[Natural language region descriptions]
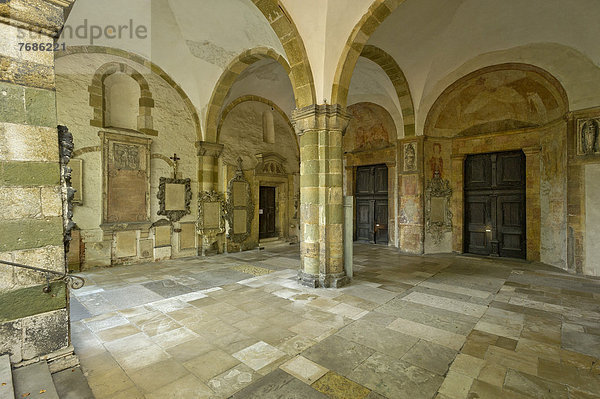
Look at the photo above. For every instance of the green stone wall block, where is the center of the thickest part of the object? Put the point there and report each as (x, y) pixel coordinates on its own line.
(29, 173)
(30, 233)
(30, 301)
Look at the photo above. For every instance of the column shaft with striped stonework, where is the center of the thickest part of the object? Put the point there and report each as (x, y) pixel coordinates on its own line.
(32, 323)
(320, 128)
(208, 171)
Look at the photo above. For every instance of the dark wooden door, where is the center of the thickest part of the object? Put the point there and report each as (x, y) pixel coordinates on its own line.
(267, 212)
(372, 204)
(495, 204)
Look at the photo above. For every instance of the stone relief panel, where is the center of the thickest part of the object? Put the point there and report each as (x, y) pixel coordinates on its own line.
(410, 157)
(126, 162)
(588, 142)
(174, 198)
(239, 206)
(438, 215)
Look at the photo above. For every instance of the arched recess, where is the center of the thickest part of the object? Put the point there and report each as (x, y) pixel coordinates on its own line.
(98, 101)
(503, 108)
(228, 78)
(391, 68)
(142, 61)
(285, 29)
(376, 14)
(247, 98)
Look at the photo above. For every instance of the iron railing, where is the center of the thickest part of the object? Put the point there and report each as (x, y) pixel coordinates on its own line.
(71, 280)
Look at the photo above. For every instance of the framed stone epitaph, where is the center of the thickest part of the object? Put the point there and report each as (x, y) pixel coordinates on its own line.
(438, 215)
(174, 198)
(126, 178)
(239, 206)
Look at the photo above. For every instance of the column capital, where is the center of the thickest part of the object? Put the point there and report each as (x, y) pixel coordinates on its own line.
(320, 117)
(529, 151)
(43, 16)
(209, 149)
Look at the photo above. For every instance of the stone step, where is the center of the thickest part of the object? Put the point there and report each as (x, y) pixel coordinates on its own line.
(72, 384)
(6, 386)
(34, 381)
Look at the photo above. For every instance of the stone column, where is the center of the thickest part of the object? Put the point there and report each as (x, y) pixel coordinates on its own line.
(32, 323)
(320, 128)
(532, 195)
(208, 165)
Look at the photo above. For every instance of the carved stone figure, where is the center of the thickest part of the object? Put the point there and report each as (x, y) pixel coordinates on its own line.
(589, 137)
(410, 157)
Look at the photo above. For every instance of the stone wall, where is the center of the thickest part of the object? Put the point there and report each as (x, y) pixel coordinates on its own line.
(176, 133)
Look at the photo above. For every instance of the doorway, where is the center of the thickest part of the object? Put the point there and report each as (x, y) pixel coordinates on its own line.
(495, 204)
(267, 212)
(372, 204)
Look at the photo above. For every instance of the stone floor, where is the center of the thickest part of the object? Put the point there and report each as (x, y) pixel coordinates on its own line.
(240, 326)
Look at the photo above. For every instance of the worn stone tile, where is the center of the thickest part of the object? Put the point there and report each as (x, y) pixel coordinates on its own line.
(232, 380)
(456, 385)
(533, 386)
(154, 377)
(396, 379)
(258, 355)
(303, 369)
(430, 356)
(337, 387)
(210, 364)
(338, 354)
(379, 338)
(278, 385)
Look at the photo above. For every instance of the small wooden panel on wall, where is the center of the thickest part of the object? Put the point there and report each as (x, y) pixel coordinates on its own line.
(126, 180)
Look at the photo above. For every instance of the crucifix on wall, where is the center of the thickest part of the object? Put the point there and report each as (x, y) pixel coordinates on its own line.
(175, 160)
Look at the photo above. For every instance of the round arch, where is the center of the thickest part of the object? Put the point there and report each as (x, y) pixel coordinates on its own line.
(228, 78)
(375, 15)
(141, 61)
(285, 29)
(394, 72)
(259, 99)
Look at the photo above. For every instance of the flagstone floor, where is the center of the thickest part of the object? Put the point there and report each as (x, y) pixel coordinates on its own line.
(239, 325)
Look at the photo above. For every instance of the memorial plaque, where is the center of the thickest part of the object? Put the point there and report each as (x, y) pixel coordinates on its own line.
(239, 194)
(212, 215)
(438, 209)
(175, 197)
(126, 244)
(187, 236)
(77, 179)
(239, 221)
(162, 236)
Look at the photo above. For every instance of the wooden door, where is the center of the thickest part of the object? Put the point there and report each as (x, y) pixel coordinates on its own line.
(267, 212)
(372, 204)
(495, 204)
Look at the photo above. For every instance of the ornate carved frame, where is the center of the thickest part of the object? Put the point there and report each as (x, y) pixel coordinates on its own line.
(173, 215)
(438, 188)
(248, 207)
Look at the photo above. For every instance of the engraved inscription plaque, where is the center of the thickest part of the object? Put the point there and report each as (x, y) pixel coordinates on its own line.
(175, 197)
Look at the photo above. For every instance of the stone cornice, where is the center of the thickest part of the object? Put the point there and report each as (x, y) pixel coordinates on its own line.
(43, 16)
(320, 117)
(208, 149)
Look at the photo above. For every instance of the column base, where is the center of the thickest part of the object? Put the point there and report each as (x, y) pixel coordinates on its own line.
(337, 280)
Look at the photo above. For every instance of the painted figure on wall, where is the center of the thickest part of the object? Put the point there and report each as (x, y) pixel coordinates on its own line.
(589, 137)
(436, 163)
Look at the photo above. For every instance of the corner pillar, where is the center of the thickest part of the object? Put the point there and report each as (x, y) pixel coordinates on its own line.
(320, 129)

**Your assignment:**
Could you reproduce every entry exactly, leaving out the pictures?

**Written answer:**
Look at the photo above. For every instance of the green stone wall block, where is the center of the thickest part of the object? Put the point there and report each as (x, y) pixel coordinates on its own line.
(29, 173)
(30, 233)
(30, 301)
Look at the photo above. For every instance of the column shaft with striped stonework, where is the center of the thickest part of the object? Put the point there and report each as (x, y) pixel coordinates on its own line.
(32, 323)
(320, 128)
(208, 171)
Look at the photo above. For every instance of the dark wooden door, where is the center of the thickest part of the object? Put the point there and report each as (x, y) pixel coordinates on its own line.
(267, 212)
(372, 204)
(495, 204)
Look at the photo above. For every instance of the stone relief panel, where is the center of the thickest part of the object? Put the point there and report each as (x, y) pixel coordinates on its own line.
(410, 157)
(126, 162)
(588, 142)
(174, 198)
(239, 206)
(438, 215)
Look at the photo above. For every instance of the arched recess, where is the center of the thickest part of the object? Put the point there and report each as (x, y) pixel coordinates on its own line.
(98, 101)
(503, 108)
(228, 78)
(391, 68)
(142, 61)
(285, 29)
(376, 14)
(247, 98)
Look at the photo above. For every instance of the iron railing, where is the center of the thickest part of the object? Put the point there and report each as (x, y) pixel coordinates on its own line.
(71, 280)
Look at the photo above. For every instance of the framed stone epitaph, where is the center of the thickest part of the object? Put the point there and report each as (x, y) pixel coordinates on its own line.
(438, 215)
(174, 198)
(126, 178)
(239, 206)
Look at the photo above. For every instance of the column capital, where is the center of the thickest part of the object? Put the point there and report each as (x, y) pixel coordinates on its own line.
(320, 117)
(529, 151)
(43, 16)
(209, 149)
Look at the photo above. For every instance of the stone step, where is the center of the thickest part of the object? Put the point there and report each as (x, y) pixel coordinates on its own line.
(72, 384)
(6, 386)
(34, 381)
Look at the photo above. For every instance of the stone column, where is the center of the thickest part of the object? Put the point there and report each as (x, y) pixel coordinates on its own line.
(32, 323)
(320, 128)
(532, 195)
(208, 165)
Look at the photo above. For every instance of the carved stone figure, where is the center of the thickest part of the object? Put the point there and report each as (x, y) pixel coordinates on its own line.
(589, 137)
(410, 157)
Look at the photo above. For every instance of the stone wall, where is the center of the thickest part of the object? Put the point there and report each as (x, y) pixel coordinates on its own line.
(176, 133)
Look at the photo above. For every instance of the doorway, where is the center of the thickest part of the object? Put the point there and report each as (x, y) pixel coordinates on its own line.
(495, 204)
(267, 212)
(372, 204)
Look at the photo above. For every instance of the stone floor, where is the center of the thickest part of the object? Put the point there and report each as (x, y) pixel coordinates on its own line.
(240, 326)
Look at the photo above. For every instance of the worn stone tile, where is the center of the thickest part of the object? Put the point there and report each as (x, y) pixel coordinates on its own line.
(232, 380)
(456, 385)
(533, 386)
(154, 377)
(396, 379)
(258, 355)
(303, 369)
(430, 356)
(337, 387)
(210, 364)
(338, 354)
(379, 338)
(278, 385)
Look at the photo above. For every instance of the small wooden panel on wall, where is the center of the thickest part of the object? Put the point there and report each as (x, y) pixel coordinates on its own line.
(126, 180)
Look at the photo above. For every instance of the crucifix on wall, where is the center of the thickest part of the object? Put the point there and report each as (x, y) pixel coordinates on its own line.
(175, 160)
Look at the photo above. For every instance of the round arch, where is the center of the thickest part of the object? Put the point there and report each as (x, y) pixel coordinates on its own line.
(228, 78)
(375, 15)
(141, 61)
(285, 29)
(394, 72)
(259, 99)
Look at the photo above. For every instance of the flagstone floor, where is the center of the thickest part of the object? Put the point there and report each as (x, y) pixel coordinates on its own line.
(239, 325)
Look at the photo above. For every instance of the memorial plaque, where is the center of the thickest part of the object? Put the point there and report each as (x, y) pixel coordinates on its own line.
(239, 194)
(212, 215)
(438, 209)
(175, 197)
(126, 244)
(187, 236)
(77, 179)
(239, 221)
(162, 236)
Look at the photo above. For every instance of the wooden door, where is the center of the thickest part of the object? Put the point there and report each as (x, y) pixel coordinates on its own line.
(267, 212)
(372, 204)
(495, 204)
Look at the photo above. For every instance of the ornate carved frame, where is the center of the thickest part of the object? Put the point there and report each as (x, y) pixel coordinates on its own line.
(173, 215)
(438, 188)
(248, 207)
Look at the photo above. For every instance of the engraved inscription plaque, where is the center of the thickest part of the object? Put the point there and report each as (x, y) pixel coordinates on its own line.
(175, 197)
Look at the photo above. For every instance of the stone cornice, where is the center of the thickest part of the object? Put the point there and report each as (x, y) pixel coordinates on its own line.
(43, 16)
(320, 117)
(208, 149)
Look at the photo above. For every instance of the column base, where is the center of the thickest part of the object? Put the point there and report each as (x, y) pixel coordinates on its own line.
(337, 280)
Look at the photo above. For every instance of the painted figure on wall, where is the center of the thickest part of the object? Put the point there and report each as (x, y) pixel coordinates on its own line.
(589, 137)
(436, 163)
Look at the photo above. For every instance of the corner pillar, where is the center of the thickest part of the object? Put the point there and report each as (x, y) pixel coordinates on its own line.
(320, 129)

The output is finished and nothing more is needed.